------ PROVIDED ENTRIES ------
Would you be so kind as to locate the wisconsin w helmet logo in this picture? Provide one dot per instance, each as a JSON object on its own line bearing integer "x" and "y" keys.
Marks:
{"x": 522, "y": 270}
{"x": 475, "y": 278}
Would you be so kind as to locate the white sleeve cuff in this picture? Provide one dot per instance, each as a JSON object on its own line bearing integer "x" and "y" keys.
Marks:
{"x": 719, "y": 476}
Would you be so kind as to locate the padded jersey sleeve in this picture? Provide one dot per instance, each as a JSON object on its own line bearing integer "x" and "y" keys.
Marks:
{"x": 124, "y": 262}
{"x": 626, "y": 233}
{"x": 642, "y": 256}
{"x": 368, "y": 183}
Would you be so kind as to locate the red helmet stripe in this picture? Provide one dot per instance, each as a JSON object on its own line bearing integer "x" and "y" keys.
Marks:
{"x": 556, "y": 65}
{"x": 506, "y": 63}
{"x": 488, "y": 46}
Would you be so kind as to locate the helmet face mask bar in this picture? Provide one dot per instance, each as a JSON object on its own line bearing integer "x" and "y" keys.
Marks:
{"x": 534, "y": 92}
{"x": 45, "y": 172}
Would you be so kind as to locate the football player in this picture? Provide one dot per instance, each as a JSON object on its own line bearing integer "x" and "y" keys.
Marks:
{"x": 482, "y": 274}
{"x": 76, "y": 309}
------
# WORK ITEM
Each line from the top of the material above through the line containing "Would you be so kind as to locate the white" must be output exactly, and no other line.

# EXERCISE OUTPUT
Would you be so kind as to locate the wisconsin w helmet logo in this picture? Provide one dot per instance, each as a JSON object on its own line bearing integer "x" and "y" keys.
Marks:
{"x": 522, "y": 270}
{"x": 475, "y": 278}
Would you be so kind as to locate the white sleeve cuff in this picture? Provide one dot per instance, each as a JSON object on its own line bearing integer "x" and "y" keys.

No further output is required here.